**Given text**
--------------------

Sorry for the things I said when I was drunk.

I don’t know why I say the things I do. Or if I mean them to begin with. The little green monster comes out to throw everything upside down. Throw salt on all the wounds, to feel bitterness through the sweet. Sometimes I just want to say sorry for the words that slur out wrong. The words that come out in anger instead of love. I wouldn’t be so bold if it wasn’t for things beyond my control. Wouldn’t be so bold if it wasn’t for every last sip of this never ending cup. Its the liquid courage that makes me so courageous. The magic feather of bravery inside every bottle, can, or glass.

How much of what I say is really how I feel inside. How much of what I think is based off of ignorant bliss, hidden inside every tall can or glass. I cannot be this crazy. I cannot be this truly hurt. I cannot be so brave in my skin when I am frightened by my actions. If I mean what I say, what does it mean when I’ve had a helping hand at this.

I don’t mean everything I say, do I?
Not every word of it.
Maybe I do.

--------------------

**Problems**
1. Say whether each statement agrees with the text about words spoken while drunk. Answer yes or no for each, and quote the words of the text that decide it. (a) The speaker calls drinking "liquid courage." (b) The speaker places the magic feather of bravery only in bottles. (c) The speaker ends fully sure of not meaning what was said.
2. Reproduce the text about words spoken while drunk from "How much of what I say" to "Maybe I do.", without any changes.
The records aren't needed for the tasks.

--------------------

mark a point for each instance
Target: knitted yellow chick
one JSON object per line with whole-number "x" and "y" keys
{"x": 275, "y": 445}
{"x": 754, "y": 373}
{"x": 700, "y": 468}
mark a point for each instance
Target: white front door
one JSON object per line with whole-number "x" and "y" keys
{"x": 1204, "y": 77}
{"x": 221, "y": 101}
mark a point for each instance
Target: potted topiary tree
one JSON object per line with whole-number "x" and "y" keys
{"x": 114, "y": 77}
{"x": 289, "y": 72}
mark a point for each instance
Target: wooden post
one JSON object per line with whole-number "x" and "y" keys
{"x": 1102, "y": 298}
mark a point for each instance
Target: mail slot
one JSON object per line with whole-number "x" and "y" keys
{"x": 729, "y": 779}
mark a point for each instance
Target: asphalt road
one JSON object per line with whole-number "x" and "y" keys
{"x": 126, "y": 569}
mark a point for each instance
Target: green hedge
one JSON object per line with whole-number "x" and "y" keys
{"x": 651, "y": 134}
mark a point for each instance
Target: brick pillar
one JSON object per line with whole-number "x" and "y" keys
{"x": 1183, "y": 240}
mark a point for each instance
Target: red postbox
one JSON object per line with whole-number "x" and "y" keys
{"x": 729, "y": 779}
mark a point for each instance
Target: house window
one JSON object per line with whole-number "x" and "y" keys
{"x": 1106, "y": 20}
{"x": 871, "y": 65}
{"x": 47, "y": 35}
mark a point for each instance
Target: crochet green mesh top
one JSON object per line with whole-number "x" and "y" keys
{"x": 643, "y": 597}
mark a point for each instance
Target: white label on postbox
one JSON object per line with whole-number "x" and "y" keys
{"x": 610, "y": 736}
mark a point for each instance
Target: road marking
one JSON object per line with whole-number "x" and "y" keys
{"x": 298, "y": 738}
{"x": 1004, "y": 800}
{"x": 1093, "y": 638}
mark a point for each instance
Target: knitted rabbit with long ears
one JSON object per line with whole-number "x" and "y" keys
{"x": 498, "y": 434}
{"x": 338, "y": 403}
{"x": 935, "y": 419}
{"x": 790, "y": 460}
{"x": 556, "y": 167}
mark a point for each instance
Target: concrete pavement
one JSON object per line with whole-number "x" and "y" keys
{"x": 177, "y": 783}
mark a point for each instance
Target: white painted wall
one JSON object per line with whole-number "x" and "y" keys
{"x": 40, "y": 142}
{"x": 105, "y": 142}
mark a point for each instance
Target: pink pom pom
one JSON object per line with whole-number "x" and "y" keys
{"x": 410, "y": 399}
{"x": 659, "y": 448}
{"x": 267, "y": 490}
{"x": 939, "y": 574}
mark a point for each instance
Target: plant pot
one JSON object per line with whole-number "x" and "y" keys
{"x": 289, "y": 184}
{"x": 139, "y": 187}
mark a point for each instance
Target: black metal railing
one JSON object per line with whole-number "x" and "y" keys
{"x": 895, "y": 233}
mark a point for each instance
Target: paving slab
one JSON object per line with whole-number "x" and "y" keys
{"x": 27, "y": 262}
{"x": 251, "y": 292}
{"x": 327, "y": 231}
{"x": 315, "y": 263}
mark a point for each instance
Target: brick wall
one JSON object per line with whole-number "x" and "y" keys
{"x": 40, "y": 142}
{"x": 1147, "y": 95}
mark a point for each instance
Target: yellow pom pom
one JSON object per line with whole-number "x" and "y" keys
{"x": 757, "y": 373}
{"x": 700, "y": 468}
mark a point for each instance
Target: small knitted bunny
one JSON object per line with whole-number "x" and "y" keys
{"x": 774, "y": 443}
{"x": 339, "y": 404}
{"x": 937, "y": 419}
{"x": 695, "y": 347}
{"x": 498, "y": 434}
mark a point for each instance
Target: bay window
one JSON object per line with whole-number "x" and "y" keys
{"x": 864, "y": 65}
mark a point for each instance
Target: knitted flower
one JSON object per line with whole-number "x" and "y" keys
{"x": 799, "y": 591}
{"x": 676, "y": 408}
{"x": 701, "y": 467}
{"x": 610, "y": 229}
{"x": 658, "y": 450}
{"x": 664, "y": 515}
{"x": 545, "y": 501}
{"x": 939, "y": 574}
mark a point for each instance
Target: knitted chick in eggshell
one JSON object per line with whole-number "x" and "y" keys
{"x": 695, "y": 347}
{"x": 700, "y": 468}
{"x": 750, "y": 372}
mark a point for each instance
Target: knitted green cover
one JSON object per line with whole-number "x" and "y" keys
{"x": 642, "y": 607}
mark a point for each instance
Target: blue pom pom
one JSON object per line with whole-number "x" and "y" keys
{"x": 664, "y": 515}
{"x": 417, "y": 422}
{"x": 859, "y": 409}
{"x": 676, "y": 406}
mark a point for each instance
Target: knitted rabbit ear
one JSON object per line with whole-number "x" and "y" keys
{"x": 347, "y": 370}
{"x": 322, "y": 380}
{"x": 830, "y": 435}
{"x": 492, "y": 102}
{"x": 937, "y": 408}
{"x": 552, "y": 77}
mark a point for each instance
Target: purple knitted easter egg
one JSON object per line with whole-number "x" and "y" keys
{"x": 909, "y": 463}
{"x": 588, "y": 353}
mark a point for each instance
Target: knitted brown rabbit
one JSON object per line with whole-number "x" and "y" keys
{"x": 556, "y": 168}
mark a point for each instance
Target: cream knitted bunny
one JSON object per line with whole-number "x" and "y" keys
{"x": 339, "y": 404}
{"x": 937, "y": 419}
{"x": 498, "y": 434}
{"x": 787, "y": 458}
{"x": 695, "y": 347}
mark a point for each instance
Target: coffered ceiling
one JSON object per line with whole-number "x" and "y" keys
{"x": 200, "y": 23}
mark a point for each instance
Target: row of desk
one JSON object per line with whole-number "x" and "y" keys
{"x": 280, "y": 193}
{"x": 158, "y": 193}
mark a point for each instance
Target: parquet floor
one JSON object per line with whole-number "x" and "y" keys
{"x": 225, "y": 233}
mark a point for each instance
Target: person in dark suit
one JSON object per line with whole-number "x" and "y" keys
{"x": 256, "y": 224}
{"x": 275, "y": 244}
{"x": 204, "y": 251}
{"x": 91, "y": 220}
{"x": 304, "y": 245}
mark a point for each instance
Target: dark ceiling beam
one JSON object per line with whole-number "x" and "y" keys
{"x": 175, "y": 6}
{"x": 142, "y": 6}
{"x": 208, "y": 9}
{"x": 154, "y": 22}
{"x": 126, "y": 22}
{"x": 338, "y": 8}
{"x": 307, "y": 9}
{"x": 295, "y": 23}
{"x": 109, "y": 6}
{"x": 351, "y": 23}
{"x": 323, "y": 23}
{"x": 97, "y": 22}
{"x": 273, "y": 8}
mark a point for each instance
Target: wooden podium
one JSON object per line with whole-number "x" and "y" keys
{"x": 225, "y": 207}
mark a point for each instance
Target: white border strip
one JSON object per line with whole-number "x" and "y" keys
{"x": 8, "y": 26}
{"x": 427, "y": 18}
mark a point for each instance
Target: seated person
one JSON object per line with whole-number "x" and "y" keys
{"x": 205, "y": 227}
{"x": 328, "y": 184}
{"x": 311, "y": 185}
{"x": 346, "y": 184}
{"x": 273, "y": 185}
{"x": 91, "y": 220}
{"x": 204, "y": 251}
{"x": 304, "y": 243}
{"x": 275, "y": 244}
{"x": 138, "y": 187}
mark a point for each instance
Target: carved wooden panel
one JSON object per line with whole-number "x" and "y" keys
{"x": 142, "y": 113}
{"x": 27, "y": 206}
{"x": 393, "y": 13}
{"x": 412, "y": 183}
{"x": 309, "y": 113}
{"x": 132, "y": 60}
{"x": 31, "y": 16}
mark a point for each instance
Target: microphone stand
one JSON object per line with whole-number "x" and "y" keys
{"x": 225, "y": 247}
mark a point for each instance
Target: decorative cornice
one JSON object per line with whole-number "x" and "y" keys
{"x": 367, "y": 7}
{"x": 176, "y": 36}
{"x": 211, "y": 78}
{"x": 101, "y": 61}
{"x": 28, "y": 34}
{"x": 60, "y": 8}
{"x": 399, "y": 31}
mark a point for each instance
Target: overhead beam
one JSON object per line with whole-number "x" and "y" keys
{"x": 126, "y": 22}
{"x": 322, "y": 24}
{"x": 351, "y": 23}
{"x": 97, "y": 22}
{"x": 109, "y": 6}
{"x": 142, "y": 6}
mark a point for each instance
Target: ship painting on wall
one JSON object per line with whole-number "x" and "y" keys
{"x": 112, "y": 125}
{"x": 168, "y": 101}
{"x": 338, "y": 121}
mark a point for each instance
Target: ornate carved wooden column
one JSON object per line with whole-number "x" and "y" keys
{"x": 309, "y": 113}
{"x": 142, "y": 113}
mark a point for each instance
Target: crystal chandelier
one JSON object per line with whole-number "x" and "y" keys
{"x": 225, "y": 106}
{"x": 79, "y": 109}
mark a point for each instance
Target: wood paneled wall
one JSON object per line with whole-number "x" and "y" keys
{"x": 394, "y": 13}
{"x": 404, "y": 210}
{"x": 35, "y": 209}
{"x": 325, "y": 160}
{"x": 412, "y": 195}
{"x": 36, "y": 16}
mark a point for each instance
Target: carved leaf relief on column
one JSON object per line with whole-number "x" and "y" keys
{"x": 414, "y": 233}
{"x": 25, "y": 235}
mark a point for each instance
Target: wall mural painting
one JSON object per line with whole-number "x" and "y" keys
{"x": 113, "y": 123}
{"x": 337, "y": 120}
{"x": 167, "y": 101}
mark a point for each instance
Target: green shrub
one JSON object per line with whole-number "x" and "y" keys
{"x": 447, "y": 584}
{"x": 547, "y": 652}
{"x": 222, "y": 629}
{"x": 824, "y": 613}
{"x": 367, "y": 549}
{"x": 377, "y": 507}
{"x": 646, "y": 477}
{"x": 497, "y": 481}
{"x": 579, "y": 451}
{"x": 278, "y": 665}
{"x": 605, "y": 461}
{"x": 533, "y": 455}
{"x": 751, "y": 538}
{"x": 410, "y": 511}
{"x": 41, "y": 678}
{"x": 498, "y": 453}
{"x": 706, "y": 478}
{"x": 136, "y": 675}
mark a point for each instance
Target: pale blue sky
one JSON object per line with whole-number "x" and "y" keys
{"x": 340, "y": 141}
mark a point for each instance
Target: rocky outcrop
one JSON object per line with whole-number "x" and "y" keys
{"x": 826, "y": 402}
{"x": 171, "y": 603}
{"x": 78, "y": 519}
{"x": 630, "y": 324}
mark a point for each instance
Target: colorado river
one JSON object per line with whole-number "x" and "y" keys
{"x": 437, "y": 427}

--------------------

**Full solutions**
1.
(a) Yes: "Its the liquid courage that makes me so courageous."
(b) No: "The magic feather of bravery inside every bottle, can, or glass."
(c) No: "Maybe I do."

2.
How much of what I say is really how I feel inside. How much of what I think is based off of ignorant bliss, hidden inside every tall can or glass. I cannot be this crazy. I cannot be this truly hurt. I cannot be so brave in my skin when I am frightened by my actions. If I mean what I say, what does it mean when I’ve had a helping hand at this.

I don’t mean everything I say, do I?
Not every word of it.
Maybe I do.